■ **Supplied records**:

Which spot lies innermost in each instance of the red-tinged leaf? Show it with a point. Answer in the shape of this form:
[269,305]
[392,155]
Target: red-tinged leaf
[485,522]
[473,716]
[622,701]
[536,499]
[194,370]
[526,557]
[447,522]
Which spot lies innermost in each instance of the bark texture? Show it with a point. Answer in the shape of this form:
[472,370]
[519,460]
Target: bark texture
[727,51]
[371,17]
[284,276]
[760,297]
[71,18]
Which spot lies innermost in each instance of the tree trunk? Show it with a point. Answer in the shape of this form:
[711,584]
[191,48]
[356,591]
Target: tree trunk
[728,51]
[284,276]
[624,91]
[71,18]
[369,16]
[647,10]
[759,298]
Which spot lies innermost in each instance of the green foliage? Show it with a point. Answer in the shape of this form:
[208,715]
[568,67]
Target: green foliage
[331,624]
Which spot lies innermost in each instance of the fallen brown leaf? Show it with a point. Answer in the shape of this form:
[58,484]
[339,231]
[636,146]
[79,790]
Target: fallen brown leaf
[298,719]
==
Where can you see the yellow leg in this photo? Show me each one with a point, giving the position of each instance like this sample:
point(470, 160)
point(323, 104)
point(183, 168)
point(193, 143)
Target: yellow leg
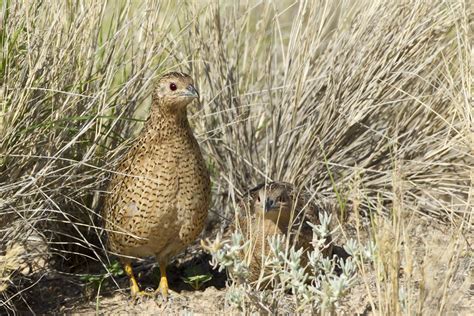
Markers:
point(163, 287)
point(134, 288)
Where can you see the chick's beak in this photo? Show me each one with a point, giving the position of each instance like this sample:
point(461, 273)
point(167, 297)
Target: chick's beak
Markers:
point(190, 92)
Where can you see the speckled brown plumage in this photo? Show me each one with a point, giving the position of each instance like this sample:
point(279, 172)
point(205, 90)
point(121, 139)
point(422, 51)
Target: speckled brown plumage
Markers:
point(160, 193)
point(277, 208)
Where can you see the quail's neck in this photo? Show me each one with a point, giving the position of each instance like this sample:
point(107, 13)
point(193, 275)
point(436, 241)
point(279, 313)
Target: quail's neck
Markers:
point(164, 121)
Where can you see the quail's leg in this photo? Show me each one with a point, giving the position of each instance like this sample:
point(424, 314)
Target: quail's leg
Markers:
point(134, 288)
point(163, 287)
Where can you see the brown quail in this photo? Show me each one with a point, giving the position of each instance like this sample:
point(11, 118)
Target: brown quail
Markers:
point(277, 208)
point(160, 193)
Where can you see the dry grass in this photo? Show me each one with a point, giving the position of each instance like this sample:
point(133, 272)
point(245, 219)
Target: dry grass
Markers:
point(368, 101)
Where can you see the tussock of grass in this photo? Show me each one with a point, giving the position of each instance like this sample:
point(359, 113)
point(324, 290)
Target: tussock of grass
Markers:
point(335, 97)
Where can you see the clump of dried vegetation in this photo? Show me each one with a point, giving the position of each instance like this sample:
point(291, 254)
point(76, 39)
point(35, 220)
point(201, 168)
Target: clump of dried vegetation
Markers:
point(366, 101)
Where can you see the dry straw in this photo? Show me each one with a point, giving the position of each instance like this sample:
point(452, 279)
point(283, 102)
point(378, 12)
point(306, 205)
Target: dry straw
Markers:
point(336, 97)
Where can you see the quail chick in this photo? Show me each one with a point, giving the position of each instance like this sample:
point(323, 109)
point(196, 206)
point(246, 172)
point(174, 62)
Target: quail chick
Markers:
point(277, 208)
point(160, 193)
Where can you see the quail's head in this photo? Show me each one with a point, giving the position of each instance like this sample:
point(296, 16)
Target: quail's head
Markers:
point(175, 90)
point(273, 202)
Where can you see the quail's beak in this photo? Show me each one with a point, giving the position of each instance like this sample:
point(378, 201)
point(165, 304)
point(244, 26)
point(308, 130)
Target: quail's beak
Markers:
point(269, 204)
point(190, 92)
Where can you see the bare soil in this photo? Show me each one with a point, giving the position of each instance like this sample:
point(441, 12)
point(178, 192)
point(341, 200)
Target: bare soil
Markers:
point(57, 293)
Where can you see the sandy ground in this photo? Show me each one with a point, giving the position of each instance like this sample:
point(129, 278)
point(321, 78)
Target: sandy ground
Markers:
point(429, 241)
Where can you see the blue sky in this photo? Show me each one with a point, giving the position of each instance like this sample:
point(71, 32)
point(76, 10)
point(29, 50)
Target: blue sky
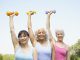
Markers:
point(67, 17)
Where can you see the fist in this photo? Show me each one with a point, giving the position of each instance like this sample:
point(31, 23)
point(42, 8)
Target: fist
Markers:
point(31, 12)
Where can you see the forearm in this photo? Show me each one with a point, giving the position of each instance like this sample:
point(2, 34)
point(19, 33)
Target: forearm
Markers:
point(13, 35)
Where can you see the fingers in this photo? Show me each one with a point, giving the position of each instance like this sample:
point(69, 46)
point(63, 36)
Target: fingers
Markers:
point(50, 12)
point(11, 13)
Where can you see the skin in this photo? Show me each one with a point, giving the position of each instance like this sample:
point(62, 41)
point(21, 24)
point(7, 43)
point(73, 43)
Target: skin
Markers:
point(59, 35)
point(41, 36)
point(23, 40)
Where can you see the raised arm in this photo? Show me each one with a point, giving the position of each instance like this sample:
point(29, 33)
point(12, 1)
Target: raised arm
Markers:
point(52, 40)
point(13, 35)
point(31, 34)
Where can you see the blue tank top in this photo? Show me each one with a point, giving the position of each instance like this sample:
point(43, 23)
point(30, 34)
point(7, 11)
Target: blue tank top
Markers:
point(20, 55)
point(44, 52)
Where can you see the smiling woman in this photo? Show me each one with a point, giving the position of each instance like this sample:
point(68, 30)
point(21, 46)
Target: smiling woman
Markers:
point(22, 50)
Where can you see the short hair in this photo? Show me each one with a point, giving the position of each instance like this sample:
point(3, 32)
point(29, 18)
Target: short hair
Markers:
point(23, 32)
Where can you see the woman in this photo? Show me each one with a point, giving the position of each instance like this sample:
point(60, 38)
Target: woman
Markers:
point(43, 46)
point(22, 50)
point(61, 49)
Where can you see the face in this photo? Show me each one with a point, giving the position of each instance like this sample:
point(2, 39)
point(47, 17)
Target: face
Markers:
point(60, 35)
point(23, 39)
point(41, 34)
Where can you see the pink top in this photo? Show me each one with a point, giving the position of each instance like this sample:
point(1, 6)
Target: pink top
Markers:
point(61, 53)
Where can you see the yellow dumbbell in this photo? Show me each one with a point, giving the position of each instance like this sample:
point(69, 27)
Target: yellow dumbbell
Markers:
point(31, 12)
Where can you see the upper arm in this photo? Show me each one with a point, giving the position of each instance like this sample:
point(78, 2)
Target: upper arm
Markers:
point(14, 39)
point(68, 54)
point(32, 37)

■ **Required task**: Copy the entries from the line with "Where can you see the upper" to the line with "point(32, 37)", replacing "upper arm" with "forearm" wherever it occurs and leaving everything else as is.

■ **Answer to this task**:
Where can you see the forearm in this photo? Show me each one with a point, giving the position of each instance like this sample:
point(78, 2)
Target: forearm
Markers:
point(14, 39)
point(68, 54)
point(32, 37)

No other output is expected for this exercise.